Data records:
## Start
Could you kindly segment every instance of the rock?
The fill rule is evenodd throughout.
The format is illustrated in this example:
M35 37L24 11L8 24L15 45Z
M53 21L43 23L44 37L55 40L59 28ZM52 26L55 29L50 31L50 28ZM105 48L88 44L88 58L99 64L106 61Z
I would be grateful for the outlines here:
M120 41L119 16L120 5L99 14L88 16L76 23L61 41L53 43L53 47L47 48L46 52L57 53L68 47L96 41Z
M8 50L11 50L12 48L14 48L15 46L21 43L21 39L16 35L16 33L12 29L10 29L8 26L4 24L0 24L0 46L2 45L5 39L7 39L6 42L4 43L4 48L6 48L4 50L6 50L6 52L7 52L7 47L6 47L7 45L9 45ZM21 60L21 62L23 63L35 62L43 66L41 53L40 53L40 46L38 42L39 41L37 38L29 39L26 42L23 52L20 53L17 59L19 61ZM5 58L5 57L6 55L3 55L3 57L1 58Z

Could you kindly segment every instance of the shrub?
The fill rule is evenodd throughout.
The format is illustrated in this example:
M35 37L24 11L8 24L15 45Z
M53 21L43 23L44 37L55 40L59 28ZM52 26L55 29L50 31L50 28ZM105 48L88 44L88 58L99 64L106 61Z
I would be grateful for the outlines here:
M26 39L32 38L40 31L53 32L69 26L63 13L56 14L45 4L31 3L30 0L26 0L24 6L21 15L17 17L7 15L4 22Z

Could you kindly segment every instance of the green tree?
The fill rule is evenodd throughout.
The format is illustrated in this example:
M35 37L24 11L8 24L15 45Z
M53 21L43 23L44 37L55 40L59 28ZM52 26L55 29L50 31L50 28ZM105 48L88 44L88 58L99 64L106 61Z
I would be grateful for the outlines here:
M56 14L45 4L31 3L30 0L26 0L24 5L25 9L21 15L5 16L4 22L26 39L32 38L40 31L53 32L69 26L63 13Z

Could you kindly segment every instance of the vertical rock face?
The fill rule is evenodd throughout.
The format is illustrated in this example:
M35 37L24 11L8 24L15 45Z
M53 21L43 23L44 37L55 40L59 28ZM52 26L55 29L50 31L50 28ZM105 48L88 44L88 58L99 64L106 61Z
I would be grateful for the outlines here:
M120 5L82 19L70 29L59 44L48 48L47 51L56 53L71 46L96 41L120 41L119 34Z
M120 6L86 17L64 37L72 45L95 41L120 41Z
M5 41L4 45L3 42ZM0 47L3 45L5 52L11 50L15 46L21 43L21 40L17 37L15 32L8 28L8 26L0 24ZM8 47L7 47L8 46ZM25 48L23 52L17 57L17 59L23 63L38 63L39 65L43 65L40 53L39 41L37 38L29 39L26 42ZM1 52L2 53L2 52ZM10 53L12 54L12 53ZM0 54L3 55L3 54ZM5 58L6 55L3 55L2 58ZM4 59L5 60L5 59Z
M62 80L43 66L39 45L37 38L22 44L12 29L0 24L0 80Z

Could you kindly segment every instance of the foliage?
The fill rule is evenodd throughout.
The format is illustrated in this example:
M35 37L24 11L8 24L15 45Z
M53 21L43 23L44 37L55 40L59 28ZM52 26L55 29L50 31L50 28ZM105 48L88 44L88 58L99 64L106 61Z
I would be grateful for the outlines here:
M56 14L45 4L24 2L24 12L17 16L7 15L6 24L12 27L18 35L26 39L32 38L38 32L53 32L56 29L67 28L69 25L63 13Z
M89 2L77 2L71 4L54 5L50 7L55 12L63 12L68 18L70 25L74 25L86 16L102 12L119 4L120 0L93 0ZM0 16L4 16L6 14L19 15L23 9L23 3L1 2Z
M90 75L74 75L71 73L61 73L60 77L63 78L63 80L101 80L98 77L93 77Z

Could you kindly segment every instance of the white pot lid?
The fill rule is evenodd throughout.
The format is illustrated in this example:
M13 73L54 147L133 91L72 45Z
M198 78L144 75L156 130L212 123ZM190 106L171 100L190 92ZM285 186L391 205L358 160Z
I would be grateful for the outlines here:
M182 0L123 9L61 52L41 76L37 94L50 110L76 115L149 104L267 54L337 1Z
## End
### What you are asked to do
Copy every one of the entries above line for line, with no changes.

### Exercise answer
Could you kindly segment every instance of the rock?
The fill rule is evenodd throughout.
The format is illustrated in this example:
M35 37L24 11L8 24L15 45Z
M53 21L43 23L44 37L55 40L59 28ZM52 26L55 29L50 31L50 28ZM105 48L88 44L88 58L99 64L106 61Z
I would be grateful for the outlines here:
M120 41L119 16L120 5L99 14L88 16L76 23L61 41L53 43L53 47L47 48L46 52L57 53L68 47L96 41Z
M8 50L11 50L12 48L14 48L15 46L21 43L21 39L16 35L16 33L12 29L10 29L8 26L4 24L0 24L0 46L2 45L5 39L7 39L6 42L4 43L4 48L6 48L4 50L6 50L6 52L7 52L7 47L6 47L7 45L9 45ZM21 60L21 62L23 63L35 62L43 66L41 53L40 53L40 46L38 42L39 41L37 38L29 39L26 42L23 52L20 53L17 59L19 61ZM5 58L5 57L6 55L3 55L3 57L1 58Z

Could you kindly segment every instance of the shrub?
The fill rule is evenodd throughout.
The format is illustrated in this example:
M35 37L24 11L8 24L15 45Z
M53 21L43 23L44 37L55 40L59 28ZM52 26L55 29L50 31L50 28ZM105 48L88 44L88 58L99 64L106 61Z
I would be grateful for the outlines here:
M26 39L32 38L40 31L53 32L69 26L63 13L56 14L45 4L31 3L30 0L26 0L24 6L21 15L17 17L7 15L4 22Z

Could you kindly segment every instance of the green tree?
The fill rule is evenodd throughout.
The format is illustrated in this example:
M35 37L24 11L8 24L15 45Z
M53 21L43 23L44 37L55 40L59 28ZM52 26L55 29L50 31L50 28ZM105 48L88 44L88 58L99 64L106 61Z
I would be grateful for the outlines here:
M56 14L45 4L31 3L30 0L26 0L24 5L25 9L21 15L5 16L4 22L26 39L32 38L40 31L53 32L69 26L63 13Z

Could you kindly segment every instance of the vertical rock face?
The fill rule is evenodd throughout.
The format is illustrated in this example:
M35 37L24 11L8 24L15 45Z
M53 21L43 23L44 37L55 40L59 28ZM52 26L55 29L50 31L50 28ZM105 48L88 44L88 58L99 64L106 61Z
I would be grateful for the outlines here:
M120 5L82 19L70 29L59 44L48 48L47 51L56 53L71 46L96 41L120 41L119 34Z
M120 6L86 17L64 37L72 45L95 41L120 41Z
M5 41L4 45L3 42ZM0 47L3 45L5 52L11 50L15 46L21 43L21 40L17 37L15 32L8 28L8 26L0 24ZM8 47L7 47L8 46ZM25 48L23 52L17 57L17 59L23 63L38 63L39 65L43 65L40 53L39 41L37 38L29 39L26 42ZM1 52L2 53L2 52ZM10 53L12 54L12 53ZM0 54L3 55L3 54ZM5 58L6 55L3 55L2 58ZM4 59L5 60L5 59Z
M62 80L43 66L39 45L37 38L22 44L12 29L0 24L0 80Z

Could you kindly segment every instance of the foliage?
The fill rule is evenodd throughout.
The format is illustrated in this example:
M35 37L24 11L8 24L15 45Z
M53 21L43 23L44 37L55 40L59 28ZM52 26L55 29L50 31L50 28ZM105 48L88 44L88 58L99 64L106 61Z
I would be grateful for the outlines here:
M56 14L45 4L24 2L24 12L17 16L7 15L6 24L12 27L18 35L26 39L32 38L38 32L53 32L56 29L67 28L69 25L63 13Z
M89 2L77 2L71 4L54 5L50 7L55 12L63 12L68 18L70 25L74 25L86 16L102 12L119 4L120 0L93 0ZM0 16L4 16L6 14L19 15L23 9L23 3L1 2Z
M90 75L74 75L71 73L61 73L60 77L63 78L63 80L101 80L98 77L93 77Z

Could you kindly segment every instance of the white pot lid?
The fill rule is evenodd throughout.
The format is illustrated in this example:
M13 73L54 147L133 91L72 45Z
M198 78L144 75L156 130L212 123ZM190 106L171 100L190 92ZM285 186L391 205L358 160Z
I would be grateful for the outlines here:
M182 0L123 9L61 52L41 76L37 94L50 110L76 115L149 104L267 54L337 1Z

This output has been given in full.